---- Data listing
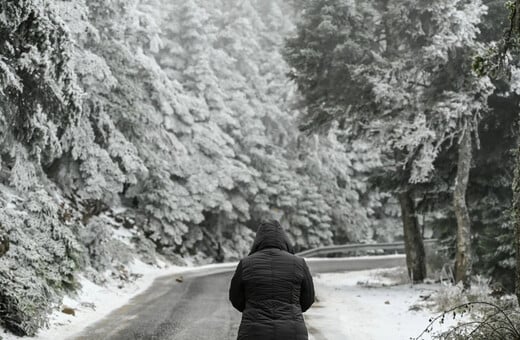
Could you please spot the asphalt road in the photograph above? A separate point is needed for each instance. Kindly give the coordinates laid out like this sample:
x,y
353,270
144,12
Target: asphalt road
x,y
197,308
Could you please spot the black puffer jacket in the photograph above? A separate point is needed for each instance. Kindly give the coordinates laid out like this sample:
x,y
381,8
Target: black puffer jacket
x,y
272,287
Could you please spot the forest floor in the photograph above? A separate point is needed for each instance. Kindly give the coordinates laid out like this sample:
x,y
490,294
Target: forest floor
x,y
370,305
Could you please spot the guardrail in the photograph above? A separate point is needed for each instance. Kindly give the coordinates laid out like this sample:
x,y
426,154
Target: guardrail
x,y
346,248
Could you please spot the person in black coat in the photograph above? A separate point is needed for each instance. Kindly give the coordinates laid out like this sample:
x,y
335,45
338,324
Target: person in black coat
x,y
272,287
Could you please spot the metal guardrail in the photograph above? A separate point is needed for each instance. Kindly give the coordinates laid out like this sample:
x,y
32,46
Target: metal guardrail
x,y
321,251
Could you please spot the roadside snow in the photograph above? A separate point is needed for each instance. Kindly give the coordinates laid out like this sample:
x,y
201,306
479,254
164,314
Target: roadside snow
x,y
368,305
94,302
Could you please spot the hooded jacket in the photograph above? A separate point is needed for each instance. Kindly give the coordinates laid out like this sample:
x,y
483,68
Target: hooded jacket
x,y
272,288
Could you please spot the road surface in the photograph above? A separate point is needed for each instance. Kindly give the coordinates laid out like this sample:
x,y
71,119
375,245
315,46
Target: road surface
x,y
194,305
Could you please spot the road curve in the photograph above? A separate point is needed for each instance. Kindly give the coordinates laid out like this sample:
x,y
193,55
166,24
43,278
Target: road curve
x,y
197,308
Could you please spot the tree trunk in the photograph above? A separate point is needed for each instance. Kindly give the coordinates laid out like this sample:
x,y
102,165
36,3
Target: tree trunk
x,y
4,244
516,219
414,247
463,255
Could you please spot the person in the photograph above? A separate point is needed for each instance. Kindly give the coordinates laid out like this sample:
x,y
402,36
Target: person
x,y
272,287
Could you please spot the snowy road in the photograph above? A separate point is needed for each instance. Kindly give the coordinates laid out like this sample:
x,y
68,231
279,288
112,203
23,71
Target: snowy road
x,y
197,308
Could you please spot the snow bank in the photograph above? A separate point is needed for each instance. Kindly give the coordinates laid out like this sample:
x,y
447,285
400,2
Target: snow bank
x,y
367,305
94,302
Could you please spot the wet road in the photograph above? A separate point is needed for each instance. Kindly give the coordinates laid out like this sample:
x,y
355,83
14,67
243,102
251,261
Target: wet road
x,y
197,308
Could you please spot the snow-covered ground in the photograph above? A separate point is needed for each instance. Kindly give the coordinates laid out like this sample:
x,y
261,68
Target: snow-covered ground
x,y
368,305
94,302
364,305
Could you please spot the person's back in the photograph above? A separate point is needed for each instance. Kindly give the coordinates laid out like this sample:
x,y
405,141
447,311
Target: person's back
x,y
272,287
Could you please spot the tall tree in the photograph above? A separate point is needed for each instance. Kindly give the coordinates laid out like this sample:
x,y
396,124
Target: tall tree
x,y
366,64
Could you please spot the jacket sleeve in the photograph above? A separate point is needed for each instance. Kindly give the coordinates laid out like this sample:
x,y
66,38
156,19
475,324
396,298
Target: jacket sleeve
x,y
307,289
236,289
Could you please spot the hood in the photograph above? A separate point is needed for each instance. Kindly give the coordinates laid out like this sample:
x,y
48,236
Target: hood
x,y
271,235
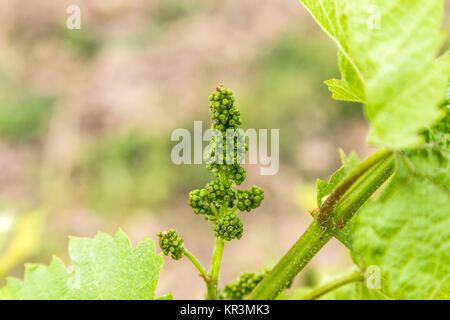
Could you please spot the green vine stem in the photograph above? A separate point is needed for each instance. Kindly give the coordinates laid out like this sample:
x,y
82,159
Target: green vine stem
--------
---- Data listing
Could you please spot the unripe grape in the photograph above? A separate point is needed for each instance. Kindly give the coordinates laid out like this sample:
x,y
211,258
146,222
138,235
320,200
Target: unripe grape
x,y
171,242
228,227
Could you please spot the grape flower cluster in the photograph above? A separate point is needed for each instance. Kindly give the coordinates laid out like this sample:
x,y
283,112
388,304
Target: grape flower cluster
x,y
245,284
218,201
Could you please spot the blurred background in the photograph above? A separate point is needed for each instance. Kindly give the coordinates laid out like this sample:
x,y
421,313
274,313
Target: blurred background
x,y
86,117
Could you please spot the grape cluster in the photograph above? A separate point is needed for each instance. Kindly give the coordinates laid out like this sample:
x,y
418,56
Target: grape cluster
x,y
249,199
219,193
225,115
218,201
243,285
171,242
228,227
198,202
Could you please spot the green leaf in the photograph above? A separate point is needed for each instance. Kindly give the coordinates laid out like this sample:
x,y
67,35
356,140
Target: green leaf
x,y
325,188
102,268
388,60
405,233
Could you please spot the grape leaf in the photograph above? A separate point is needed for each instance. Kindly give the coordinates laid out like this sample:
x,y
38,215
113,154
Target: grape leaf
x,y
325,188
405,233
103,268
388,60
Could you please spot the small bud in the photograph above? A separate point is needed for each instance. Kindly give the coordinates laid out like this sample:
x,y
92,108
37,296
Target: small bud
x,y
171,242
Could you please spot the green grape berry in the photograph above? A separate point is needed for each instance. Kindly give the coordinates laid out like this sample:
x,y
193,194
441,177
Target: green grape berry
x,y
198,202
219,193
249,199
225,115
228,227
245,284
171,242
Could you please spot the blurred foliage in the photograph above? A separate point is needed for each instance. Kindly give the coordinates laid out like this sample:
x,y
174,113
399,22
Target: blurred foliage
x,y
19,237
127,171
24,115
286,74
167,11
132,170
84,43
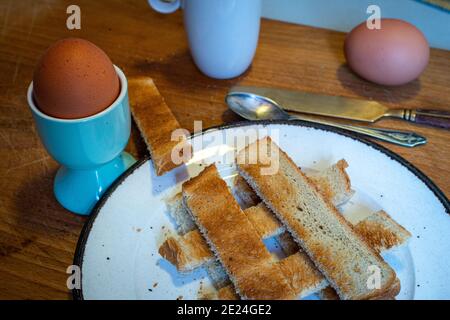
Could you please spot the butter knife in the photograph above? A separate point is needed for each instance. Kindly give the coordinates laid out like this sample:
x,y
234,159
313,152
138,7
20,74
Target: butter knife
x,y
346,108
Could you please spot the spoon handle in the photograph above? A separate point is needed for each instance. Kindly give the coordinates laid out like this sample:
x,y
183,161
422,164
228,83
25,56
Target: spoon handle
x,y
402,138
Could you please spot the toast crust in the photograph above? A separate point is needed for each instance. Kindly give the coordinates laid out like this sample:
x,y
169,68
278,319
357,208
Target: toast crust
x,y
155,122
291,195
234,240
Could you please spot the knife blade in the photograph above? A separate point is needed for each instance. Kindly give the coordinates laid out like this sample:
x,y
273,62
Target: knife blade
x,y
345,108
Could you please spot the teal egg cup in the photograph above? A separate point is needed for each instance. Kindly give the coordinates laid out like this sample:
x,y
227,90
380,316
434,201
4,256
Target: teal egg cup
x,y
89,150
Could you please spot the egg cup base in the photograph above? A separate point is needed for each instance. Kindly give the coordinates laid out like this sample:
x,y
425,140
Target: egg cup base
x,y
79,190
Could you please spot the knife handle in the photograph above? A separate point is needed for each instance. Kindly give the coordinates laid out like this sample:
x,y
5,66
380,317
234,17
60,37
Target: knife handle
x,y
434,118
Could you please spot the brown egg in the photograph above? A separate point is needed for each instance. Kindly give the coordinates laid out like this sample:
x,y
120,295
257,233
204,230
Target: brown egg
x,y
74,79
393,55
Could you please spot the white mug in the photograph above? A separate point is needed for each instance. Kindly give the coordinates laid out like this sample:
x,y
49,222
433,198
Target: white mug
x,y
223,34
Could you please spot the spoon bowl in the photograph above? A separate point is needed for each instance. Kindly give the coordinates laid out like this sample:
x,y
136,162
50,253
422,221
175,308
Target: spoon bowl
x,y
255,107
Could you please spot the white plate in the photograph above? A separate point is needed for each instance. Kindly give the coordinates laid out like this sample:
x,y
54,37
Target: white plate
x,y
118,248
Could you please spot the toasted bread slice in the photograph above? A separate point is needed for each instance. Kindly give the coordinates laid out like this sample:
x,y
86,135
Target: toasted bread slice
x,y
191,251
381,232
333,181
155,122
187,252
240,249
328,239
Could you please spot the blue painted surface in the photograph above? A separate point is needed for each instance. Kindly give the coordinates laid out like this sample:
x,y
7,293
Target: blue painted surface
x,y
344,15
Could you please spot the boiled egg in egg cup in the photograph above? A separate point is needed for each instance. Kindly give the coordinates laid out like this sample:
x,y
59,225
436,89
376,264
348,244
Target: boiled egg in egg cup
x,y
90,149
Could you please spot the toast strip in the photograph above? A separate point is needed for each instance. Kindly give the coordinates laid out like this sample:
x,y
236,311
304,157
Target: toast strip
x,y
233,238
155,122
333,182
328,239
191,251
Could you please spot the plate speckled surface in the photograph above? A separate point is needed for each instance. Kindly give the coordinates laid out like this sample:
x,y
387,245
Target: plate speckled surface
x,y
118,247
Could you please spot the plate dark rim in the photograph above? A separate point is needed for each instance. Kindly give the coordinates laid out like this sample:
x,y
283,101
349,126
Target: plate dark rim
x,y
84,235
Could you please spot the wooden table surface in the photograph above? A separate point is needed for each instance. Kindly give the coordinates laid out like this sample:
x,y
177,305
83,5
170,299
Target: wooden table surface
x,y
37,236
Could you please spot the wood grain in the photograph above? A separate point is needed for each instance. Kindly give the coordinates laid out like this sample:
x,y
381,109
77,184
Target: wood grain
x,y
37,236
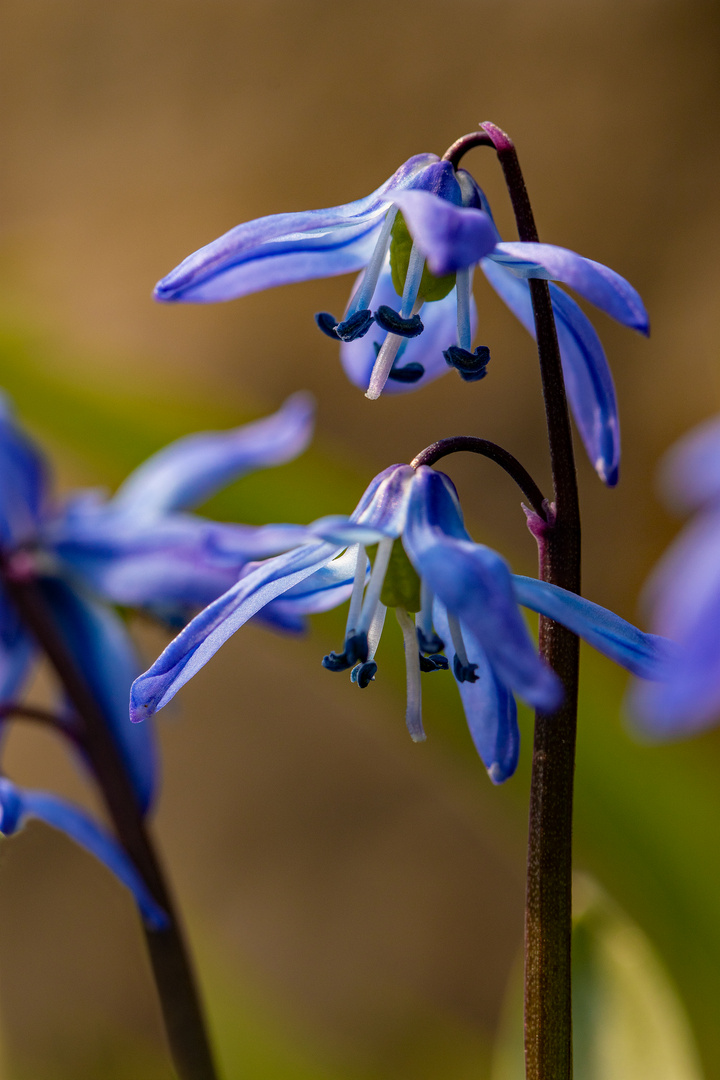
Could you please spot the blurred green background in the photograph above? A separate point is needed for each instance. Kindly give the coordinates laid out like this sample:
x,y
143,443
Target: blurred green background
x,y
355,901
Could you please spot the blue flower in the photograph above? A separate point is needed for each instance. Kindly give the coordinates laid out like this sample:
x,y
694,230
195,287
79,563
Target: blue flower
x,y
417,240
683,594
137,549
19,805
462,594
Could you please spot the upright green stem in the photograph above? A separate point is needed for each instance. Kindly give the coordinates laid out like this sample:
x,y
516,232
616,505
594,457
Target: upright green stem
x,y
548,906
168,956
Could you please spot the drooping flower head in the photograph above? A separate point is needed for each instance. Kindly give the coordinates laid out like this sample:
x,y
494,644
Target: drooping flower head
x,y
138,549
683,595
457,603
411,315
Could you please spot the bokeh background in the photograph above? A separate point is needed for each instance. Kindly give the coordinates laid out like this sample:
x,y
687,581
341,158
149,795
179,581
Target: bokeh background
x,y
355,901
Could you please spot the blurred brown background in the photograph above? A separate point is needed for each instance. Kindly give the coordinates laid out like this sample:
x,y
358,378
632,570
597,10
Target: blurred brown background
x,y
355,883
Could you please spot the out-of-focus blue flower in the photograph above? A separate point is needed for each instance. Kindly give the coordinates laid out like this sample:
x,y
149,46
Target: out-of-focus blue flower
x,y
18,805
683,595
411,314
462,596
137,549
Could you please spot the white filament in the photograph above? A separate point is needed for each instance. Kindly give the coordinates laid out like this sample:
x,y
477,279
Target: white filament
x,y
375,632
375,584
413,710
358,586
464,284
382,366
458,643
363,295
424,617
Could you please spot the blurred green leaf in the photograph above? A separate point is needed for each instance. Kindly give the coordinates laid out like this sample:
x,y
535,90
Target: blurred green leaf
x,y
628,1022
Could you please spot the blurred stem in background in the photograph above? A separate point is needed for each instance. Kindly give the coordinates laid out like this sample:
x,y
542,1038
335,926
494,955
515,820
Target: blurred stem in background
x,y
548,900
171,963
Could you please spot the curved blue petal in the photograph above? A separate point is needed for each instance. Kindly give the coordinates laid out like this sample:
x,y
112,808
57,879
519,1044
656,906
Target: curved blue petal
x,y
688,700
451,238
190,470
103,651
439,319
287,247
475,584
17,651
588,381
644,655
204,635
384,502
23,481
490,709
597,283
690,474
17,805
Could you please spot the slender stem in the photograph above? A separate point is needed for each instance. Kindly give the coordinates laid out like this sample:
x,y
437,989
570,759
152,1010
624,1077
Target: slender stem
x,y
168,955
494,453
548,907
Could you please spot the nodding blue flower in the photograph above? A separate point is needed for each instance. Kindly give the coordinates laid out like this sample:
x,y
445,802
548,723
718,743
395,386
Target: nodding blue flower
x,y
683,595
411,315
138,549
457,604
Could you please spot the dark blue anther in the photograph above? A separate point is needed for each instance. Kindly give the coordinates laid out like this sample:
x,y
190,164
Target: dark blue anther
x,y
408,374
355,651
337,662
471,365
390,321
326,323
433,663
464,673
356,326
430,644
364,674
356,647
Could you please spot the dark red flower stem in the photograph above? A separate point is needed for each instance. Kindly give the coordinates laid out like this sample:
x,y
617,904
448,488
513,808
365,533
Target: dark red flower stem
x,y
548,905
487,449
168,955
--------
---- Data listing
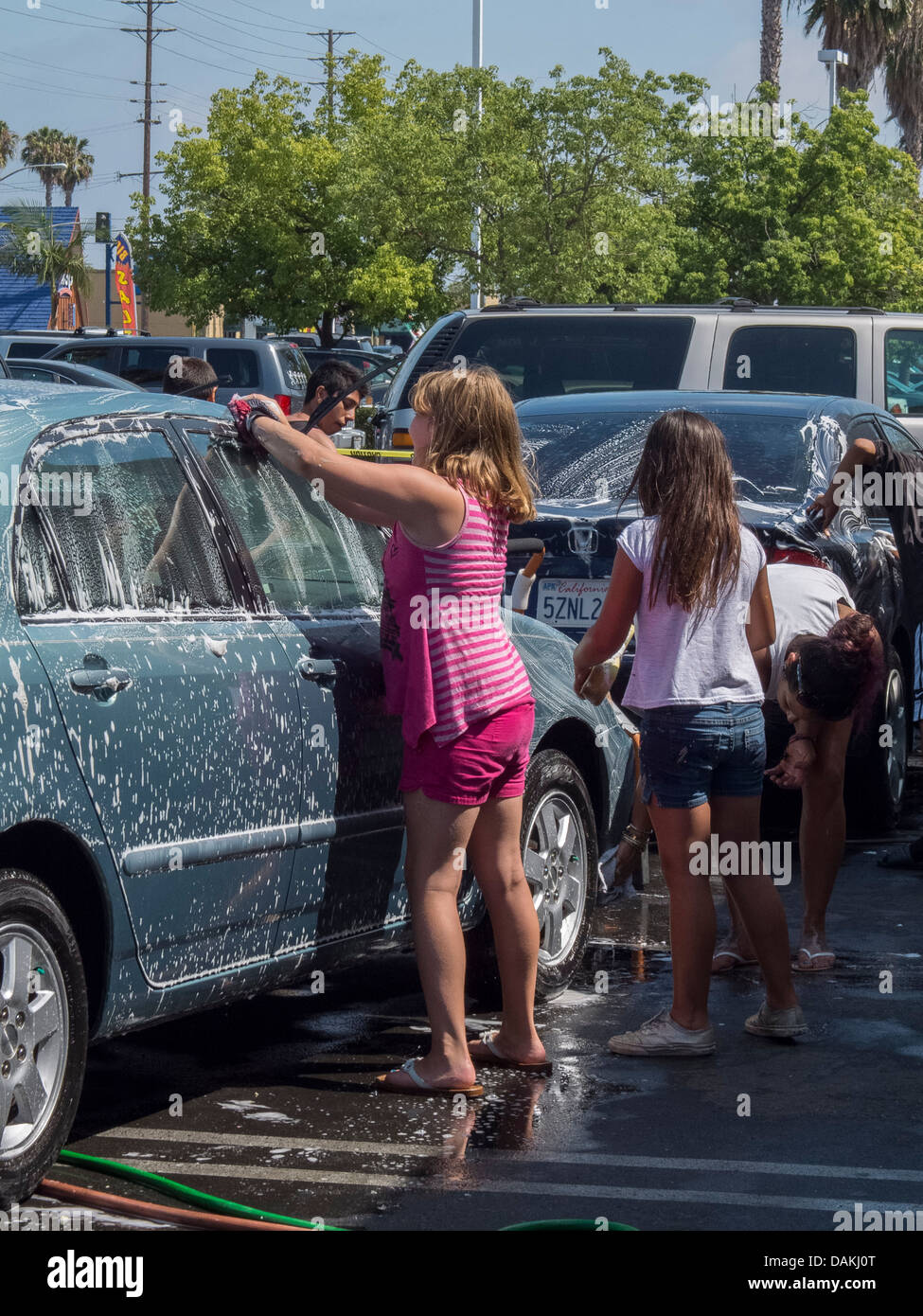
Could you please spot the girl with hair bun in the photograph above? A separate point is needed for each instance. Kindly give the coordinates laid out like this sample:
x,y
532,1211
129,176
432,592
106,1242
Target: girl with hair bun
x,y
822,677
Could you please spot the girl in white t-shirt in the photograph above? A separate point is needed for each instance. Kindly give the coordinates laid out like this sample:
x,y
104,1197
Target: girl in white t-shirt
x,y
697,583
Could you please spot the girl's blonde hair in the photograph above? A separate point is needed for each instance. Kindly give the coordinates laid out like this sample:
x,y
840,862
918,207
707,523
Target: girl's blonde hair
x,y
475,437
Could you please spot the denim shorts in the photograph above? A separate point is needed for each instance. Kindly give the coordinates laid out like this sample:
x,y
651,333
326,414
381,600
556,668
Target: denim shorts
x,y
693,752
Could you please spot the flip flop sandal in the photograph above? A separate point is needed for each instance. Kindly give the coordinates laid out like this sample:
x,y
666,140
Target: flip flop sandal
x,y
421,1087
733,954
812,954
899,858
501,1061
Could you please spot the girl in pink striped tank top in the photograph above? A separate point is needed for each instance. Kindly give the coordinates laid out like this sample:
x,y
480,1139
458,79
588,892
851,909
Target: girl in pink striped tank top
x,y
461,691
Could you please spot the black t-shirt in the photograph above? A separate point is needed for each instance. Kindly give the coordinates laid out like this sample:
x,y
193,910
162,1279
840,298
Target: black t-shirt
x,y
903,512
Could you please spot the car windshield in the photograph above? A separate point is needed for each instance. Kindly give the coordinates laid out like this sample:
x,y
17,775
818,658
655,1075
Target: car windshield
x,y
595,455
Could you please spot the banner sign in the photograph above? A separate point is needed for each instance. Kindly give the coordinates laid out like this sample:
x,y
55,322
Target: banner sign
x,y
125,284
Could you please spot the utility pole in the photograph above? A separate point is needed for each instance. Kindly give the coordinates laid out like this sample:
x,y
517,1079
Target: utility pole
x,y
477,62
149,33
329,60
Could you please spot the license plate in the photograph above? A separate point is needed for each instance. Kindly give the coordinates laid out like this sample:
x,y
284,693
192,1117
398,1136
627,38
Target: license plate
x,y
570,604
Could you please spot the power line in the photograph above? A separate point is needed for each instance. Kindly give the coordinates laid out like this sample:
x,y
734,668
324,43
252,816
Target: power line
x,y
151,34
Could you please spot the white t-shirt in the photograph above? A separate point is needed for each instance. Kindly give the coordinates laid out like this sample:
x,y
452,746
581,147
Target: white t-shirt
--------
**Required task**
Gather every line of the entries above that contains the string "plate", and list each of those lines in full.

**Answer in full**
Could you please spot the white plate in the photograph above? A separate point is needed for each instance. Kindly give the coordinates laid out like this sample:
Target: white plate
Could you please spot the plate speckled surface in the photograph above? A separate point is needed for each instance. Kindly give the coordinates laid out like this sample:
Target: plate speckled surface
Could you please spot the plate dark rim in the photograph above? A separate point is needed for each instance. Kindly give the coordinates laid out like this sample:
Target: plate dark rim
Could you please spot the license plate in the photograph above? A separate point is needed for each instance. Kindly give the coordinates laid out like this sample:
Target: license plate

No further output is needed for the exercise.